→ TASK INSTRUCTIONS:
Answer these questions from the text below on Janáček's Pohádka:
(a) Which poem is the piece based on, and who wrote it?
(b) How many movements did the second version have, and when was it first performed?
(c) Who published the final version, and in what year?

→ TEXT SHOWN:
______
Pohádka (traditionally translated as Fairy Tale, or more literally from the Czech: A Tale) is a chamber composition for cello and piano by Czech composer Leoš Janáček.

Pohádka is based on an epic poem by the Russian author Vasily Zhukovsky entitled The Tale of Tsar Berendyey (Сказка о царе Берендее), which unsurprisingly piqued Janáček's interest in Russian culture. The composition presents scenes from the story rather than being a complete description of the tale.

It was composed at a difficult time for Janáček, following the death of his daughter Olga and when he was still seeking musical recognition. Much of the music is in keys or modes with six flats, which gives the music a somewhat veiled quality similar to Janáček's piano work In the Mists. Several different versions of the piece existed during his lifetime, although only the last is usually performed today. It is his only published composition for this combination of instruments.

== Versions ==
- First version
The first version of Pohádka was in three movements, marked Introduction-Andante, Con moto, and Con moto. The autograph manuscript is dated 1910 and was not published. The composition was premièred in Brno on 13 March in Janáček's presence, although it seems that at the time he was intending it to be part of a larger work.

- Second version
The second version was in four movements and was first performed in September 1912. Janáček revised the work with the addition of a tranquil finale which also reprised part of the introduction, intended to depict the Tsarina singing a lullaby.

- Third version
Janáček's final version returned the piece to a three-movement form which differed little from the original. The Introduction and first movement of the 1912 version are joined with no separate titles and the last movement is omitted. In addition, Janáček altered many of the rhythms, removed a repeat from the third movement and made other revisions. It was first heard in Brno on 3 March 1923 and subsequently performed in Prague, Olomouc and in London during Janáček's visit there in 1926. This version was published by Hudební Matice Umělecké Besedy in 1924.
______
→ INFORMATION:
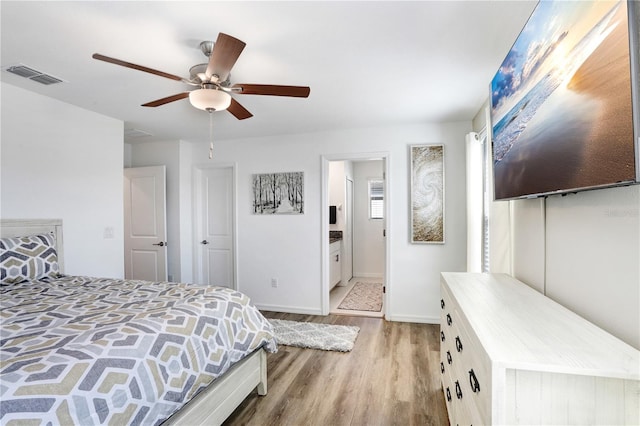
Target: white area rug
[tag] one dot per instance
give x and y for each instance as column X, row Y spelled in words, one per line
______
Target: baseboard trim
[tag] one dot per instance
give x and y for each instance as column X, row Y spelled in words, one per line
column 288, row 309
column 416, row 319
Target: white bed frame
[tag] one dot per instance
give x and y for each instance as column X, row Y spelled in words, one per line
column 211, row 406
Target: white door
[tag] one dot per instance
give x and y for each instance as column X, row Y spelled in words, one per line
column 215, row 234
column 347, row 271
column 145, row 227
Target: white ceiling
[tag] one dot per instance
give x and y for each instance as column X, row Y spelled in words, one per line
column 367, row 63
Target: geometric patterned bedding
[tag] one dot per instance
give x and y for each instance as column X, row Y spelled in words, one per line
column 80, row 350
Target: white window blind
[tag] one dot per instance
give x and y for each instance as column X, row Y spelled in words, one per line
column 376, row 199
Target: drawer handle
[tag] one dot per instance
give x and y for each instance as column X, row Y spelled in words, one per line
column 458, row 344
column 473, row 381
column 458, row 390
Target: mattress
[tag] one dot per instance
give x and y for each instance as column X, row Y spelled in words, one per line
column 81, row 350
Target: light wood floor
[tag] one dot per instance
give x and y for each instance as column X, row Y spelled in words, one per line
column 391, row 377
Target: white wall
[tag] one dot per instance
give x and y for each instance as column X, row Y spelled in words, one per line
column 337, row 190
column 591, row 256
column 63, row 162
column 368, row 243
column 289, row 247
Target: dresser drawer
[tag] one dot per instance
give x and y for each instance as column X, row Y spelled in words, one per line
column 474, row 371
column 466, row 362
______
→ EXPECTED ANSWER:
(a) The Tale of Tsar Berendyey, an epic poem by Vasily Zhukovsky.
(b) Four movements; it was first performed in September 1912.
(c) Hudební Matice Umělecké Besedy published it in 1924.